Task:
Which lines in the items below contain the word "concrete"? Collect each such line.

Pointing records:

## begin

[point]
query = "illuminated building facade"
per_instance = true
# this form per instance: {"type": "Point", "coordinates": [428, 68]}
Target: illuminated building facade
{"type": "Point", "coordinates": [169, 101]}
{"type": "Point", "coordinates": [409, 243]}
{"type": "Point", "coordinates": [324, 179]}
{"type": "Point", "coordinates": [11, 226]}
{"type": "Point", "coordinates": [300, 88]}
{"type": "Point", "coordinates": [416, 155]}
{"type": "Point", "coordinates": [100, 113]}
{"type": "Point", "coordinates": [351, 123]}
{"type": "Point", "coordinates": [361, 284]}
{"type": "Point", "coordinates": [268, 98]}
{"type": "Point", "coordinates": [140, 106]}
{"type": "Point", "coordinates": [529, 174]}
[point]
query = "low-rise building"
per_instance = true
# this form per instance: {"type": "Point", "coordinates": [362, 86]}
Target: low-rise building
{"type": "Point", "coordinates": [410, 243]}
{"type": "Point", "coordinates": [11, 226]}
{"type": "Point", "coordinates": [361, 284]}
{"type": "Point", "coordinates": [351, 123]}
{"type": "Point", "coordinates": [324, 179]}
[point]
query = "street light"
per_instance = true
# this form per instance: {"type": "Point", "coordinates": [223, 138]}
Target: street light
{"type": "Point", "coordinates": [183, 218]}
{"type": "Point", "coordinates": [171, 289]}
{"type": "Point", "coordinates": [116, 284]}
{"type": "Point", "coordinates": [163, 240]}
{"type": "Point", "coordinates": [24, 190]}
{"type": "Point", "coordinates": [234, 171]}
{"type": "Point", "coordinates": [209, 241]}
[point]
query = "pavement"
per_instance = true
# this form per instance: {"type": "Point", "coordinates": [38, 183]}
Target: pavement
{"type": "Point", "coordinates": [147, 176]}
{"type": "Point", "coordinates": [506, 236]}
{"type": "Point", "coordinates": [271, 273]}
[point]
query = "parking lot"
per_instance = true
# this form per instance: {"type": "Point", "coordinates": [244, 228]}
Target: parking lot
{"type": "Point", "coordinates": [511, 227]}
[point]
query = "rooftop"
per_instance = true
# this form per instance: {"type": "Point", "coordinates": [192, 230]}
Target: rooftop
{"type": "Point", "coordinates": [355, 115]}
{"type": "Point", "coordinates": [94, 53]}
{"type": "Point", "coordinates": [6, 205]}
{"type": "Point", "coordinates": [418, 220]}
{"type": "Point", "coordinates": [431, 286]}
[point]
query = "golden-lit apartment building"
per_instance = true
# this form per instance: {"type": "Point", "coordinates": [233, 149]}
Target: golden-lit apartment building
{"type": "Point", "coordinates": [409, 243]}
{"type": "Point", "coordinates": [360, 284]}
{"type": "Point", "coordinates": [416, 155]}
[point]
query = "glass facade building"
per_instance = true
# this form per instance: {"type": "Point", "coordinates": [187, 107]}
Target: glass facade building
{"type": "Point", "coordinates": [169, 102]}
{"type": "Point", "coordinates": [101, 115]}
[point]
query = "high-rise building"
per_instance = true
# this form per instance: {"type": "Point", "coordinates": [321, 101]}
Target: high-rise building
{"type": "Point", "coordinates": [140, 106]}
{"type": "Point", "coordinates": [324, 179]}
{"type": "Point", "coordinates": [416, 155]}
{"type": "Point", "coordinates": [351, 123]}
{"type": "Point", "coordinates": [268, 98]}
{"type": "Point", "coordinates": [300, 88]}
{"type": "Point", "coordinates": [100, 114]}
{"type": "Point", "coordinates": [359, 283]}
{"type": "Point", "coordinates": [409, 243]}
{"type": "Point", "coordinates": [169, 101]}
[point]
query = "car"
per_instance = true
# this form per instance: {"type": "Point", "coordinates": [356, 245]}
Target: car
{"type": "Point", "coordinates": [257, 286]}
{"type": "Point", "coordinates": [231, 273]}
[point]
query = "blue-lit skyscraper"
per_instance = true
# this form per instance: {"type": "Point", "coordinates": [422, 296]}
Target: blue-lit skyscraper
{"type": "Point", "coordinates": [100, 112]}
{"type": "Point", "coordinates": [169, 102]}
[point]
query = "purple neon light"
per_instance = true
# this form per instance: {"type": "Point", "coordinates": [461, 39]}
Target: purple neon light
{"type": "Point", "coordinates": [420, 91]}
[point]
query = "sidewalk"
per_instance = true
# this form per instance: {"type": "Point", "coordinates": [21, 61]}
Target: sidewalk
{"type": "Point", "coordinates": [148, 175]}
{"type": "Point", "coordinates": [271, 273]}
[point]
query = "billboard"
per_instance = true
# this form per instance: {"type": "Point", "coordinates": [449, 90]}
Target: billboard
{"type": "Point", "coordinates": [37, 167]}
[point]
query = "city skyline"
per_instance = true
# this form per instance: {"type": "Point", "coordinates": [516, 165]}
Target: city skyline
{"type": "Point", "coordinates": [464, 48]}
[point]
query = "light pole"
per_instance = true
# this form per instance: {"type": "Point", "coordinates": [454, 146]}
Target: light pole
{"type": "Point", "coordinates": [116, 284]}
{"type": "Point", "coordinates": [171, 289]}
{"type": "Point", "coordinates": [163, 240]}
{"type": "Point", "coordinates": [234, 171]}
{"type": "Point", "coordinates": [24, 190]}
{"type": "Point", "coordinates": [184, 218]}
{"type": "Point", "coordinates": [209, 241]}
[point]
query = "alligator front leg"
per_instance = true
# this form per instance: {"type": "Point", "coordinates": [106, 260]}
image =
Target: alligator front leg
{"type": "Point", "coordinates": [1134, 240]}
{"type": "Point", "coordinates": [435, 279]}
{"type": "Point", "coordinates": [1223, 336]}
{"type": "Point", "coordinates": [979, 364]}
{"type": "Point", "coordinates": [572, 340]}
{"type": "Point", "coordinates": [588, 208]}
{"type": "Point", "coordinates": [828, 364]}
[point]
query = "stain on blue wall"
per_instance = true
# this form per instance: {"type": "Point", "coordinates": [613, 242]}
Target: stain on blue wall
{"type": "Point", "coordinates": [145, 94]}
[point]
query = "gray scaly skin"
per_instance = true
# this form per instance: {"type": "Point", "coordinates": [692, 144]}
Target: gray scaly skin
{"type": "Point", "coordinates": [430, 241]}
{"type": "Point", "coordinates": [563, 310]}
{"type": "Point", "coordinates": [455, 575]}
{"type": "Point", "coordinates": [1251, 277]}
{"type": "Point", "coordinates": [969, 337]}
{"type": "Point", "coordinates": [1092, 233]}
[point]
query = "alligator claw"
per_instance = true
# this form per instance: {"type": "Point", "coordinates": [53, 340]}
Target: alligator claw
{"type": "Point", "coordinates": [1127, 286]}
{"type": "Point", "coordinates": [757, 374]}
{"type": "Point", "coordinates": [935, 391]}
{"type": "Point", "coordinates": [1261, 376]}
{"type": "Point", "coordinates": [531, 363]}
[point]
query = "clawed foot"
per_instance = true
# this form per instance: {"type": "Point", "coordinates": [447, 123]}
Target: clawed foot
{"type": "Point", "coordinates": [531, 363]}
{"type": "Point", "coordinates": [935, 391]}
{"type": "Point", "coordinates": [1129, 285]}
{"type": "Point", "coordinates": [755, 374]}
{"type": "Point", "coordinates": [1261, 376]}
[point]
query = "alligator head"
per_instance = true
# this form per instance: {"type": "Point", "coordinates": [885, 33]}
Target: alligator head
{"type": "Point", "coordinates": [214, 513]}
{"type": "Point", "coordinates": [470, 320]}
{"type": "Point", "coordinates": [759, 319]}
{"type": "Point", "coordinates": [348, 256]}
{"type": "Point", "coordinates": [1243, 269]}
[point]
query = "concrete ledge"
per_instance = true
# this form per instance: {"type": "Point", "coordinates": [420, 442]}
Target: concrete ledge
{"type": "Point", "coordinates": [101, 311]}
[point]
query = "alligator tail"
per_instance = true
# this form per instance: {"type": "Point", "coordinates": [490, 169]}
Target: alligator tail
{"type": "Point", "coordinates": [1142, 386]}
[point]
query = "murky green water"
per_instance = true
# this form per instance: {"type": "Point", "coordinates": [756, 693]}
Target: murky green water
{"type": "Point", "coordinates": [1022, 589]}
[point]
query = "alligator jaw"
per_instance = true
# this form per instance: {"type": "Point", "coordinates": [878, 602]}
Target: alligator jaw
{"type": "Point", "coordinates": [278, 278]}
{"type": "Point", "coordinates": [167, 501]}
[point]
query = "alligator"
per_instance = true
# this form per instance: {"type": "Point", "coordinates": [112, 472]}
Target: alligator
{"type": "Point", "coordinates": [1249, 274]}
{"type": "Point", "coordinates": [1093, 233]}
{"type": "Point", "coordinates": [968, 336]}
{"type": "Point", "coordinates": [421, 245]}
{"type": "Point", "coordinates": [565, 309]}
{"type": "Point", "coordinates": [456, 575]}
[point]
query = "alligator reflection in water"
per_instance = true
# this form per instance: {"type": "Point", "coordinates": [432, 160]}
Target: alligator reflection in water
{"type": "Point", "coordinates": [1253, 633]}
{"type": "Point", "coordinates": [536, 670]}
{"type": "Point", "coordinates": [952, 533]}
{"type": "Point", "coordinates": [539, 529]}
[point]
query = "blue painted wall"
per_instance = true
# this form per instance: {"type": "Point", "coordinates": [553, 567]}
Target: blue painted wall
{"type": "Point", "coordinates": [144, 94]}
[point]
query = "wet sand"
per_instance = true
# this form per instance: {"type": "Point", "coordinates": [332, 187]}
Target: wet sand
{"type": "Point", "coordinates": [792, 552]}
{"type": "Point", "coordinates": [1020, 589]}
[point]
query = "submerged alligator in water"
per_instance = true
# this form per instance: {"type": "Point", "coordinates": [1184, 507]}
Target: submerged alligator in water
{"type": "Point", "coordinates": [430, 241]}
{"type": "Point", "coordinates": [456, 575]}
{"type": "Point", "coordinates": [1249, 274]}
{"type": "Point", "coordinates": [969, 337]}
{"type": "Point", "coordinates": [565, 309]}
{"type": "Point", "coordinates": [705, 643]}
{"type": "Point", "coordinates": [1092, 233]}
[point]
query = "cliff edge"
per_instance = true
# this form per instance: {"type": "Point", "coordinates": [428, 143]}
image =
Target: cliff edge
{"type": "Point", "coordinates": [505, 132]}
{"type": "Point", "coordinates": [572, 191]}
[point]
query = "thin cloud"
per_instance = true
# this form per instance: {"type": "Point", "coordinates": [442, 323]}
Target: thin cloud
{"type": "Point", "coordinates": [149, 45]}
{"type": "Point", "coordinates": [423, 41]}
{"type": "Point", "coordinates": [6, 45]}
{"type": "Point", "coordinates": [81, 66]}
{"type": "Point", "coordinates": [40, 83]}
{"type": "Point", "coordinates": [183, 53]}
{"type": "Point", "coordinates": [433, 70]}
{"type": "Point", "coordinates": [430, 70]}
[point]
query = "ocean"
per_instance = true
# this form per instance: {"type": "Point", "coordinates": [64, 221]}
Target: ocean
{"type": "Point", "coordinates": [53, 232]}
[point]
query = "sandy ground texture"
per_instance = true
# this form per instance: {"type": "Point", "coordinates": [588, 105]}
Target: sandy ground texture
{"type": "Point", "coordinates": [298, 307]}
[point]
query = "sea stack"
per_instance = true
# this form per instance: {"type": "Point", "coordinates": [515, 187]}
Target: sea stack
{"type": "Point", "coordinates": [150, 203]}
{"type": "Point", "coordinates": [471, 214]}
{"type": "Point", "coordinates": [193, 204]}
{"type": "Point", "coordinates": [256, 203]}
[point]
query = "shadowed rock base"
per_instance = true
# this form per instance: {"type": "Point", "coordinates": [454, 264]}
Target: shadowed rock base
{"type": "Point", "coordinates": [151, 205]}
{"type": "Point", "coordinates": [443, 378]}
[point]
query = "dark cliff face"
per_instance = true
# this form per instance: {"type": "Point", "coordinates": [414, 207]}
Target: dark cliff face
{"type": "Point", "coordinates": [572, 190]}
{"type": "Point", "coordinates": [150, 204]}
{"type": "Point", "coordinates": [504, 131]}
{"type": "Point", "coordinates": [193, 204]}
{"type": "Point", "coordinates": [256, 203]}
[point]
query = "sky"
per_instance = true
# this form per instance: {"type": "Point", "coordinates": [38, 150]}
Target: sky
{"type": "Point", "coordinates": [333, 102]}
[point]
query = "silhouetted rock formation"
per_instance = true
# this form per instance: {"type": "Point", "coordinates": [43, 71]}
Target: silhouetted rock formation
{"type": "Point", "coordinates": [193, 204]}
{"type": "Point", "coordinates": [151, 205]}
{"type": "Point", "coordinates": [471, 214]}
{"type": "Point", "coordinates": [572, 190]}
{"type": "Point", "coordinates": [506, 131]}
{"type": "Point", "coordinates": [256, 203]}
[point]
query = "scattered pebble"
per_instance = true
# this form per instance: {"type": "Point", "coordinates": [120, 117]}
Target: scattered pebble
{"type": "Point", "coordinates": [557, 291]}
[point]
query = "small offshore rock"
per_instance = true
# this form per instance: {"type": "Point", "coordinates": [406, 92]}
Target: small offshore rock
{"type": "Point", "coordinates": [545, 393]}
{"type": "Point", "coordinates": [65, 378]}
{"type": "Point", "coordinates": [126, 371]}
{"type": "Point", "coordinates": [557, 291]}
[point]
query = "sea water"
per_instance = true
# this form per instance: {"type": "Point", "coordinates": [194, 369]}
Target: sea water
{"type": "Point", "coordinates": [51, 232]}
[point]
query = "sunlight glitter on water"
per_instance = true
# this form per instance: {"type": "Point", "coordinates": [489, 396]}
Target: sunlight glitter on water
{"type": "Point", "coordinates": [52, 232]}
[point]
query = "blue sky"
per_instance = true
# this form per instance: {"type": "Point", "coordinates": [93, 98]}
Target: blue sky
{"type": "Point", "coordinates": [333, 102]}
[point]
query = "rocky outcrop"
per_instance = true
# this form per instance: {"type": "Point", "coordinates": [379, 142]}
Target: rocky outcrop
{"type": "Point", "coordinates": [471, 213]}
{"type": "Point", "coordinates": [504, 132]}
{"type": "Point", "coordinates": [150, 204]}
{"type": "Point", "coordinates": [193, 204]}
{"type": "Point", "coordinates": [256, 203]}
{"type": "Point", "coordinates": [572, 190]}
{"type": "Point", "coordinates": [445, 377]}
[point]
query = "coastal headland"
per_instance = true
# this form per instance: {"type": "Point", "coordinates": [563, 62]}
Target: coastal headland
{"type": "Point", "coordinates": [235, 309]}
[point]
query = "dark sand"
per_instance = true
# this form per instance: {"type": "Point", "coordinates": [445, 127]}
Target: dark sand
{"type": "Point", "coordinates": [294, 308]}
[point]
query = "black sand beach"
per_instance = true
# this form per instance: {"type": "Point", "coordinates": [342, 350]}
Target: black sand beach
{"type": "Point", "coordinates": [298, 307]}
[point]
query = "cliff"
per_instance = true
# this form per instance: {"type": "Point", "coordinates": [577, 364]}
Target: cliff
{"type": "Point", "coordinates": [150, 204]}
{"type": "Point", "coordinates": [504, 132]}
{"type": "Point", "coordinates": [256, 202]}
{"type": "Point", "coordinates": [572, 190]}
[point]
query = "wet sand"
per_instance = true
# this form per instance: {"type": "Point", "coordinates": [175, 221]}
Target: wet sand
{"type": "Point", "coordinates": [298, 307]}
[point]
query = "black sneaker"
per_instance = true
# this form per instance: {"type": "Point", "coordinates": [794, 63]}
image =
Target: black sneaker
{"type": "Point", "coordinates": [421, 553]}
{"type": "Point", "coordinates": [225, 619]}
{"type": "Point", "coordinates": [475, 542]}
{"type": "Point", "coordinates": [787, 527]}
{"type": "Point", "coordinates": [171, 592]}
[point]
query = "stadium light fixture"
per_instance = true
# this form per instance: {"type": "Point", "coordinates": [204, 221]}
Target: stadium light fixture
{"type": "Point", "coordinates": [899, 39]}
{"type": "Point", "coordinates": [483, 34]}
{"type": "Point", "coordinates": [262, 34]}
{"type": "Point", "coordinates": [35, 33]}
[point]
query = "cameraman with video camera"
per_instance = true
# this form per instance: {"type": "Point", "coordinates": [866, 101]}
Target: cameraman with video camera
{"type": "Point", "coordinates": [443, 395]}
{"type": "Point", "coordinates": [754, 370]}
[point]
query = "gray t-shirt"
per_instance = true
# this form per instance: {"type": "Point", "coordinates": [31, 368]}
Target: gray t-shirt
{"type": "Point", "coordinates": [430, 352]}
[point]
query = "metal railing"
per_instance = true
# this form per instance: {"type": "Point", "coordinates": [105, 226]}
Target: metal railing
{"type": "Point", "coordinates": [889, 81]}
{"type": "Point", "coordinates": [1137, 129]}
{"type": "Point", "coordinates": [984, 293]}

## end

Full response:
query = "concrete ledge"
Target: concrete ledge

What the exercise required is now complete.